DOCUMENT SECTION
This report analyzes the influence that various factors have on home prices in California. These factors are size, number of bedrooms, and number of bathrooms. Both size and number of bathrooms have a statistically significant relationship with home price. Although, the number of bedrooms does not have a statistically significant relationship with home price.
Based on the regression lines for each of the models, there is a significant increase of $339.19 per additional square foot, a significant increase of $194,740 per additional bathroom, and a non-significant increase of $84,770 per additional bedroom.
When pairing these factors together in a multiple regression model, home size significantly influences home prices in California by $281.10 per additional square foot. However, the number of bedrooms and bathrooms do not lead to a significant influence on home prices.
Exploring price differences among homes in California, New York, New Jersey, and Pennsylvania, the analysis reveals various findings. The ANOVA model reveals a statistically significant difference in home prices among the four states. Taking this further, I used Tukey’s HSD post-hoc test, which lead to the finding that home prices in California are significantly more expensive than those in New York, New Jersey, and Pennsylvania. When comparing New York, New Jersey, and Pennsylvania with one another, no significant difference can be found.
From the analyses, home size and number of bathrooms have a statistically significant relationship with home price, while the number of bedrooms does not. Tying these three factors together yields only home size having a statistically significant relationship with home price. When comparing California home prices with other states, such as New York, New Jersey, and Pennsylvania, houses in California are significantly more expensive while the other three states have no significant differences among one another.
The data used for this project comes from Lock5’s Statistics: Unlocking the Power of Data, 3rd Edition. The spreadsheet can be found on https://www.lock5stat.com/datapage3e.html under the dataname “HomesForSale”. The information about this spreadsheet can be found on pg. 43 of Lock5’s Dataset Documentation for the third edition of “Statistics: Unlocking the Power of Data, 3rd Edition”. (https://www.lock5stat.com/datasets3e/Lock5DataGuide3e.pdf)
The Dataset Documentation PDF sources the following for the “HomesForSale” dataset: “Data collected from www.zillow.com in 2019.”

EXERCISE DATA
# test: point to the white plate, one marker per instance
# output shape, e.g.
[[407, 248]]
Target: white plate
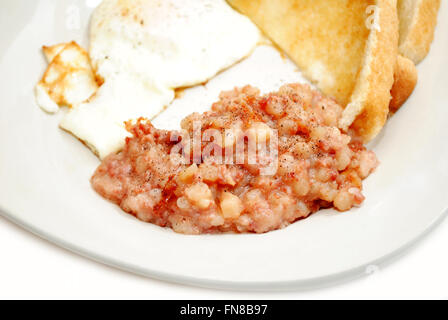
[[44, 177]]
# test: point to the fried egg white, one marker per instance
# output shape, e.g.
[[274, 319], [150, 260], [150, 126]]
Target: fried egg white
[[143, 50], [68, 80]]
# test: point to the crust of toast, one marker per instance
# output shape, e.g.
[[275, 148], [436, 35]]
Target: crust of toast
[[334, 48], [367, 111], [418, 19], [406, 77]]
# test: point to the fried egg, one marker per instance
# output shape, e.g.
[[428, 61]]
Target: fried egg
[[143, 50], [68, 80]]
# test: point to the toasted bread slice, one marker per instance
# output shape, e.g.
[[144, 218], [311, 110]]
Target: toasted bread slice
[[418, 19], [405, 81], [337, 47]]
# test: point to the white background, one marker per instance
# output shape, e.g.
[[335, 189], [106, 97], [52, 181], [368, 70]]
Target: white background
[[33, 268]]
* * *
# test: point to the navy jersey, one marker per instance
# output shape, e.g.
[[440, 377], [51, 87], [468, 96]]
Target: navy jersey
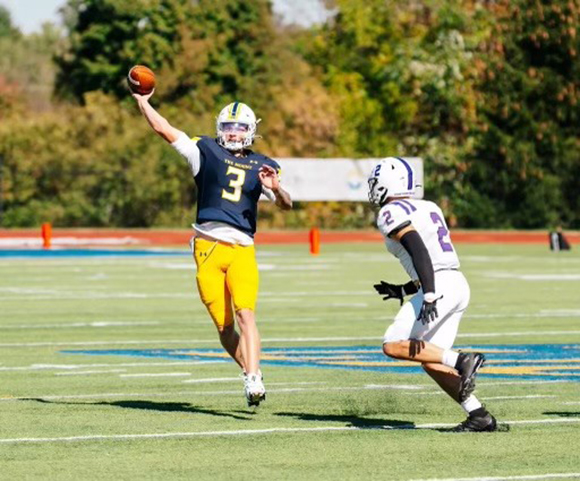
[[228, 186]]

GOALS
**a)** Answer these questions using the home-price report:
(i) In the single-factor regression, how much does home price increase per additional square foot?
(ii) Which post-hoc test was used after the ANOVA model?
(iii) According to the Dataset Documentation PDF, from which website and in what year were the data collected?
**b)** Format the lines of the records as a JSON list of strings, one string per line, with blank lines left out. Start at the line that contains "# test: point to the white plate, one" and end after the line that contains "[[33, 268]]", and leave out the pictures.
The report and the records are unrelated to each other.

TASK-BY-TASK OUTPUTS
**a)**
(i) $339.19
(ii) Tukey's HSD
(iii) www.zillow.com, in 2019

**b)**
[
  "# test: point to the white plate, one marker per instance",
  "# output shape, e.g.",
  "[[407, 248]]",
  "Target: white plate",
  "[[44, 177]]",
  "# test: point to the fried egg white, one marker per instance",
  "# output shape, e.g.",
  "[[274, 319], [150, 260], [150, 126]]",
  "Target: fried egg white",
  "[[143, 50], [68, 80]]",
  "# test: point to the crust of toast, one marker per instance",
  "# output shape, e.g.",
  "[[275, 148], [436, 35]]",
  "Target: crust of toast",
  "[[334, 48], [367, 111], [418, 19], [406, 77]]",
  "# test: point to the fried egg, one marker per instance",
  "# output shape, e.g.",
  "[[428, 61]]",
  "Target: fried egg",
  "[[143, 50], [68, 80]]",
  "# test: point to the toasted bread slice, one marker per instance",
  "# output shape, e.g.",
  "[[144, 218], [311, 110]]",
  "Target: toasted bread slice",
  "[[418, 19], [405, 81], [337, 47]]",
  "# test: point to the white background, one marker per instance",
  "# output shape, e.g.",
  "[[335, 189], [106, 97], [52, 181], [368, 70]]",
  "Target: white background",
  "[[33, 268]]"
]